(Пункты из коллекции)
####

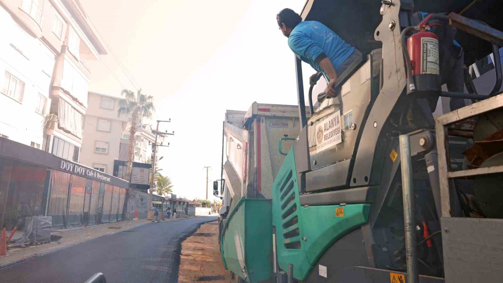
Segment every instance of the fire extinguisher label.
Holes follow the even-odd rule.
[[[440,75],[439,41],[435,38],[421,38],[421,74]]]

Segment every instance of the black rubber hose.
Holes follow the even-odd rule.
[[[313,88],[314,86],[309,87],[309,111],[311,111],[311,117],[313,116]]]
[[[321,76],[323,75],[323,73],[321,72],[318,72],[318,75],[316,76],[316,82],[319,81],[320,78],[321,78]],[[313,114],[314,113],[314,110],[313,110],[313,89],[314,88],[314,86],[311,86],[309,87],[309,111],[311,111],[311,116],[312,117]],[[318,100],[318,101],[319,99]]]
[[[424,239],[423,240],[423,241],[421,241],[419,243],[417,243],[417,245],[419,246],[419,245],[421,245],[422,244],[423,244],[425,242],[426,242],[427,241],[428,241],[428,240],[430,240],[430,239],[431,239],[433,237],[434,237],[435,236],[437,236],[437,235],[439,235],[440,234],[442,234],[442,231],[437,231],[436,232],[434,232],[434,233],[432,233],[431,235],[430,235],[428,237],[427,237],[426,238],[425,238],[425,239]]]
[[[402,51],[403,52],[403,56],[405,58],[405,65],[407,67],[407,77],[408,79],[408,86],[407,87],[409,90],[412,91],[415,89],[415,84],[414,84],[414,78],[412,75],[412,64],[410,63],[410,57],[408,55],[408,51],[407,51],[407,42],[405,39],[405,36],[408,32],[414,30],[416,27],[408,27],[404,29],[400,34],[400,41],[402,44]],[[414,86],[414,90],[410,89],[410,86]]]

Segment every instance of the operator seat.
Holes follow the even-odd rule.
[[[371,74],[371,80],[373,81],[374,85],[379,86],[381,61],[382,58],[382,48],[374,49],[371,51],[368,55],[370,55],[370,59],[372,60],[372,69],[368,70]],[[312,149],[313,147],[314,148],[316,147],[316,130],[314,124],[316,121],[319,120],[321,118],[326,116],[324,115],[324,113],[323,112],[326,112],[328,108],[333,108],[333,110],[328,110],[329,111],[329,113],[326,112],[327,115],[334,112],[339,111],[340,110],[346,111],[343,107],[344,99],[343,99],[343,96],[345,94],[342,93],[342,92],[346,91],[345,89],[347,89],[345,85],[348,84],[347,85],[349,85],[349,81],[350,80],[356,79],[360,80],[362,79],[360,77],[363,75],[360,74],[363,74],[363,73],[357,72],[357,71],[361,68],[367,68],[369,67],[369,65],[367,64],[369,59],[368,55],[362,54],[339,77],[336,83],[337,96],[333,98],[326,98],[326,94],[324,92],[318,95],[318,103],[319,103],[319,106],[314,113],[313,113],[313,115],[309,119],[307,123],[308,139],[310,149]],[[355,75],[355,73],[357,73],[358,74],[356,74]],[[376,87],[371,89],[371,91],[372,93],[371,96],[373,99],[377,96],[380,89],[380,87]],[[358,93],[355,93],[353,95],[358,95]],[[325,111],[323,111],[324,110]],[[342,115],[343,113],[341,113],[341,114]]]

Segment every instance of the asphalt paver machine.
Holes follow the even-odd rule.
[[[271,209],[260,209],[270,214],[264,218],[270,230],[243,214],[252,224],[247,230],[242,220],[242,233],[226,235],[228,225],[222,232],[223,243],[238,247],[238,268],[231,270],[239,280],[251,281],[257,270],[247,266],[261,261],[273,266],[264,281],[503,282],[502,6],[306,2],[303,20],[323,23],[363,55],[338,79],[339,99],[318,96],[308,119],[295,58],[301,129],[273,183]],[[432,15],[414,26],[417,11]],[[430,34],[434,21],[457,29],[465,93],[442,89],[445,42]],[[494,86],[479,93],[468,68],[489,54],[495,75],[487,83]],[[436,120],[439,97],[470,103]],[[261,211],[250,213],[260,218]],[[229,225],[233,212],[246,213],[231,211]],[[252,227],[272,237],[247,243],[257,241]]]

####

-- СУТЬ ЗАДАНИЯ --
Обновите все пункты выше, заменив «black rubber hose» на «red rubber hose» и сохранив остальное без изменений; изображения в ответ не включайте.

-- РЕЗУЛЬТАТ ВЫПОЛНЕНИЯ --
Segment every instance of the fire extinguisher label.
Holes follow the even-odd rule.
[[[440,75],[439,41],[435,38],[421,38],[421,74]]]

Segment every instance of the red rubber hose.
Holes follow the even-odd rule.
[[[313,88],[314,86],[309,87],[309,111],[311,111],[311,117],[313,116]]]
[[[321,76],[323,75],[323,73],[321,72],[318,72],[318,75],[316,76],[316,82],[319,81],[320,78],[321,78]],[[313,114],[314,113],[314,110],[313,110],[313,89],[314,88],[314,86],[311,86],[309,87],[309,111],[311,111],[311,116],[312,117]],[[318,100],[318,101],[319,99]]]
[[[424,239],[423,240],[423,241],[421,241],[419,243],[417,243],[417,245],[419,246],[419,245],[421,245],[422,244],[423,244],[425,242],[426,242],[427,241],[428,241],[428,240],[430,240],[430,239],[431,239],[433,237],[434,237],[435,236],[437,236],[437,235],[439,235],[440,234],[442,234],[442,231],[437,231],[436,232],[434,232],[434,233],[432,233],[431,235],[430,235],[428,237],[427,237],[426,238],[425,238],[425,239]]]
[[[402,51],[403,52],[403,56],[405,58],[405,65],[407,67],[407,77],[408,79],[408,86],[407,87],[409,90],[412,91],[415,89],[415,84],[414,84],[414,78],[412,75],[412,64],[410,63],[410,57],[408,55],[408,51],[407,51],[407,42],[405,39],[405,36],[408,32],[414,30],[416,27],[408,27],[404,29],[400,34],[400,41],[402,44]],[[414,86],[414,90],[410,89],[410,86]]]

Segment every instance of the operator seat.
Holes follow the even-odd rule.
[[[371,74],[371,80],[373,81],[374,85],[379,86],[381,61],[382,58],[382,48],[374,49],[371,51],[368,55],[370,55],[370,59],[372,60],[372,69],[368,70]],[[312,149],[313,147],[314,148],[316,147],[316,130],[314,124],[316,121],[319,120],[321,118],[326,116],[324,115],[324,113],[323,112],[326,112],[328,108],[333,108],[333,110],[328,110],[329,111],[329,113],[326,112],[327,115],[334,112],[339,111],[340,110],[346,111],[343,107],[344,99],[343,99],[343,96],[345,94],[342,93],[342,92],[346,91],[345,89],[347,89],[345,85],[348,84],[347,85],[349,85],[349,81],[350,80],[356,79],[360,80],[362,79],[360,77],[363,75],[360,74],[363,74],[363,73],[357,72],[357,71],[361,68],[367,68],[369,67],[369,65],[367,64],[369,59],[368,55],[362,54],[339,77],[336,83],[337,96],[333,98],[326,98],[326,94],[324,92],[318,95],[318,103],[319,103],[319,106],[314,113],[313,113],[313,115],[309,119],[307,123],[308,139],[310,149]],[[355,75],[355,73],[357,73],[358,74],[356,74]],[[376,87],[371,89],[371,91],[372,93],[371,96],[373,99],[377,96],[380,89],[380,87]],[[358,93],[355,93],[353,95],[358,95]],[[325,111],[323,111],[324,110]],[[342,115],[343,113],[341,113],[341,114]]]

Segment every instance of the asphalt paver machine.
Holes follow the even-odd rule.
[[[271,209],[260,209],[270,214],[264,218],[270,230],[243,214],[252,224],[247,230],[242,220],[242,233],[226,235],[228,225],[222,232],[223,243],[238,247],[238,268],[231,270],[239,280],[251,281],[257,270],[247,266],[261,261],[273,266],[264,281],[503,282],[502,6],[306,2],[303,20],[323,23],[363,55],[338,79],[339,99],[318,96],[308,119],[295,58],[301,129],[273,183]],[[432,15],[414,26],[417,11]],[[430,34],[434,21],[457,29],[465,93],[442,89],[445,42]],[[494,86],[479,93],[468,68],[489,54],[495,75],[487,83]],[[436,120],[439,97],[470,103]],[[261,211],[250,213],[260,218]],[[229,225],[233,212],[246,213],[231,211]],[[252,227],[272,237],[247,243],[257,241]]]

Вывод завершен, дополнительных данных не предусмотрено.